Exercise description - For the string "shoulder", find every matching line in the records and copy it.

Material to process -
-- Opening Marker --

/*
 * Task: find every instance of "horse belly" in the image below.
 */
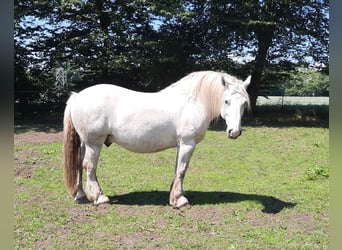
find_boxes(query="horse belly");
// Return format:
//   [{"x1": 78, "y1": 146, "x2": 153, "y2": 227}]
[
  {"x1": 112, "y1": 129, "x2": 177, "y2": 153},
  {"x1": 110, "y1": 119, "x2": 178, "y2": 153}
]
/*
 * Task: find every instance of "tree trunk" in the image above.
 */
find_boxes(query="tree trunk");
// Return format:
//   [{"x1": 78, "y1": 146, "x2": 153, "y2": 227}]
[{"x1": 248, "y1": 28, "x2": 275, "y2": 111}]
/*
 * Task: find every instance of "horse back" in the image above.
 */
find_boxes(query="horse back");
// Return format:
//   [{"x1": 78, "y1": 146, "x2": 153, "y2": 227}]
[{"x1": 68, "y1": 84, "x2": 209, "y2": 152}]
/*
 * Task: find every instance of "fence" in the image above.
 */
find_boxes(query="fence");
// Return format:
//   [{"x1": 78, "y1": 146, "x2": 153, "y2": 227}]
[{"x1": 256, "y1": 96, "x2": 329, "y2": 112}]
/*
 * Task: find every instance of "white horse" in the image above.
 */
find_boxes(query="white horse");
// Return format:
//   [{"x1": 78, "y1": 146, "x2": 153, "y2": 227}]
[{"x1": 63, "y1": 71, "x2": 250, "y2": 208}]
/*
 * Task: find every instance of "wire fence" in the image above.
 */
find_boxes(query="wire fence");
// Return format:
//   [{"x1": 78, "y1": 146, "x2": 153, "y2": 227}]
[
  {"x1": 256, "y1": 96, "x2": 329, "y2": 112},
  {"x1": 14, "y1": 92, "x2": 329, "y2": 123}
]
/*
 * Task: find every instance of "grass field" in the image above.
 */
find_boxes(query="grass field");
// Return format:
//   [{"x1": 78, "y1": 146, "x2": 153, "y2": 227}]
[
  {"x1": 14, "y1": 124, "x2": 329, "y2": 249},
  {"x1": 257, "y1": 96, "x2": 329, "y2": 106},
  {"x1": 256, "y1": 96, "x2": 329, "y2": 115}
]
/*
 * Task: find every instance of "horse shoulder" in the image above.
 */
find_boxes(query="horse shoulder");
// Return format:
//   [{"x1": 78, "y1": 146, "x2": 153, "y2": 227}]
[{"x1": 176, "y1": 101, "x2": 209, "y2": 143}]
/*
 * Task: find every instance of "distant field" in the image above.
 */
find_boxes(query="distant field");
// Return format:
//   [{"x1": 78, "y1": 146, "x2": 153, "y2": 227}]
[
  {"x1": 257, "y1": 96, "x2": 329, "y2": 106},
  {"x1": 255, "y1": 96, "x2": 329, "y2": 115}
]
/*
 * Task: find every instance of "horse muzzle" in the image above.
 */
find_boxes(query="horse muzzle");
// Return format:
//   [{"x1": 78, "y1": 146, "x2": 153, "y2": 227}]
[{"x1": 228, "y1": 129, "x2": 242, "y2": 139}]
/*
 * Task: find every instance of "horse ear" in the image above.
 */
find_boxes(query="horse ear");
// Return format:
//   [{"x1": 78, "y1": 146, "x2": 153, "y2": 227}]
[
  {"x1": 221, "y1": 76, "x2": 226, "y2": 87},
  {"x1": 243, "y1": 75, "x2": 251, "y2": 88}
]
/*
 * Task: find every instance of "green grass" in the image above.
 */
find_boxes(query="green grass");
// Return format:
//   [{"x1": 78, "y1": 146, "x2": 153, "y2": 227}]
[
  {"x1": 257, "y1": 96, "x2": 329, "y2": 106},
  {"x1": 14, "y1": 125, "x2": 329, "y2": 249}
]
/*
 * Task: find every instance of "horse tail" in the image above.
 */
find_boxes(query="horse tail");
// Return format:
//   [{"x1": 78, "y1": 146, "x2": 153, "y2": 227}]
[{"x1": 63, "y1": 94, "x2": 82, "y2": 197}]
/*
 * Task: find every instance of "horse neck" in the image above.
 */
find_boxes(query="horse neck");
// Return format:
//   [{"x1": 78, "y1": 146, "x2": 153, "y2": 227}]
[
  {"x1": 162, "y1": 72, "x2": 225, "y2": 122},
  {"x1": 194, "y1": 78, "x2": 225, "y2": 123}
]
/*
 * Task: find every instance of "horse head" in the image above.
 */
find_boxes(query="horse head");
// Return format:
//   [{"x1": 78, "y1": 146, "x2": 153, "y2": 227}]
[{"x1": 220, "y1": 75, "x2": 251, "y2": 139}]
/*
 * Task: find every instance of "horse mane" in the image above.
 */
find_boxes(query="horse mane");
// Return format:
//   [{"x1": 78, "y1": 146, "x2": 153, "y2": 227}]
[
  {"x1": 174, "y1": 71, "x2": 250, "y2": 122},
  {"x1": 189, "y1": 71, "x2": 226, "y2": 122}
]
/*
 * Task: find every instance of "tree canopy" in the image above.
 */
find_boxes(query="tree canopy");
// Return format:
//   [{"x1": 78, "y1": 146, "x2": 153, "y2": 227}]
[{"x1": 15, "y1": 0, "x2": 329, "y2": 109}]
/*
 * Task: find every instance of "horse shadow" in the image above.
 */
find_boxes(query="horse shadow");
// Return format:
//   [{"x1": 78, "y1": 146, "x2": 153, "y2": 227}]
[{"x1": 108, "y1": 191, "x2": 296, "y2": 214}]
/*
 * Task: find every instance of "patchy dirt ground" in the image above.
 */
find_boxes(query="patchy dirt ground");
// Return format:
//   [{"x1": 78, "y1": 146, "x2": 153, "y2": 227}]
[
  {"x1": 14, "y1": 131, "x2": 63, "y2": 179},
  {"x1": 14, "y1": 131, "x2": 63, "y2": 146},
  {"x1": 14, "y1": 127, "x2": 328, "y2": 249}
]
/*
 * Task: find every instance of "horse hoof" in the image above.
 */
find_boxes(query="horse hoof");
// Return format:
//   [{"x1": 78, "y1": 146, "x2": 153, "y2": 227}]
[
  {"x1": 173, "y1": 196, "x2": 191, "y2": 209},
  {"x1": 176, "y1": 203, "x2": 191, "y2": 210},
  {"x1": 75, "y1": 196, "x2": 89, "y2": 204},
  {"x1": 95, "y1": 194, "x2": 110, "y2": 205},
  {"x1": 74, "y1": 191, "x2": 89, "y2": 204}
]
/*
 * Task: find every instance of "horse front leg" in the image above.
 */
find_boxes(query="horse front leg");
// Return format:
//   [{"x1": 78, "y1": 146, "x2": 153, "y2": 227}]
[
  {"x1": 83, "y1": 143, "x2": 109, "y2": 205},
  {"x1": 169, "y1": 140, "x2": 196, "y2": 209}
]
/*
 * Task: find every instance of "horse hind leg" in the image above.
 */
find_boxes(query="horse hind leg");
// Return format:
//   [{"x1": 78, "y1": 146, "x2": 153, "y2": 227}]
[
  {"x1": 83, "y1": 142, "x2": 109, "y2": 205},
  {"x1": 74, "y1": 143, "x2": 87, "y2": 203},
  {"x1": 74, "y1": 171, "x2": 88, "y2": 203}
]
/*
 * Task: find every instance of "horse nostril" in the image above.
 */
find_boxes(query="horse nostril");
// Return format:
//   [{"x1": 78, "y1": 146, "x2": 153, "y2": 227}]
[
  {"x1": 228, "y1": 129, "x2": 242, "y2": 139},
  {"x1": 228, "y1": 129, "x2": 233, "y2": 138}
]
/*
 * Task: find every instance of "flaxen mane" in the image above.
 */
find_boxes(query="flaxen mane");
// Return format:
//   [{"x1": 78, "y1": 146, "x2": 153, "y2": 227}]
[
  {"x1": 191, "y1": 71, "x2": 226, "y2": 122},
  {"x1": 180, "y1": 71, "x2": 250, "y2": 122}
]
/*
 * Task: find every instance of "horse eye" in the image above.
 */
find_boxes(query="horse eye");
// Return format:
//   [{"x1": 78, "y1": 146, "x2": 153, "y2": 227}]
[{"x1": 225, "y1": 100, "x2": 230, "y2": 105}]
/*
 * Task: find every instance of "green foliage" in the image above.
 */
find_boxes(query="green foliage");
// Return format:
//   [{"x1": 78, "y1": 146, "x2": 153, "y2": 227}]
[
  {"x1": 306, "y1": 166, "x2": 329, "y2": 180},
  {"x1": 285, "y1": 68, "x2": 329, "y2": 96},
  {"x1": 15, "y1": 0, "x2": 329, "y2": 108}
]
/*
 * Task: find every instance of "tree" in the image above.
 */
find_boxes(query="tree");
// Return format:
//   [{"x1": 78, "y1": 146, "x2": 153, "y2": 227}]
[
  {"x1": 285, "y1": 67, "x2": 329, "y2": 96},
  {"x1": 161, "y1": 0, "x2": 329, "y2": 109},
  {"x1": 15, "y1": 0, "x2": 329, "y2": 111}
]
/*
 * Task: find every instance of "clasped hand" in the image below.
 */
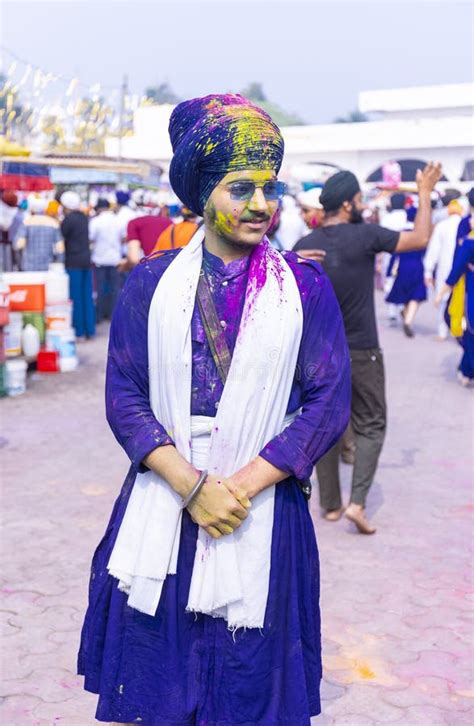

-- Closing Marker --

Solution to this task -
 * Task: find every instance of "horse shoulder" in the image above.
find_boxes(query="horse shoulder");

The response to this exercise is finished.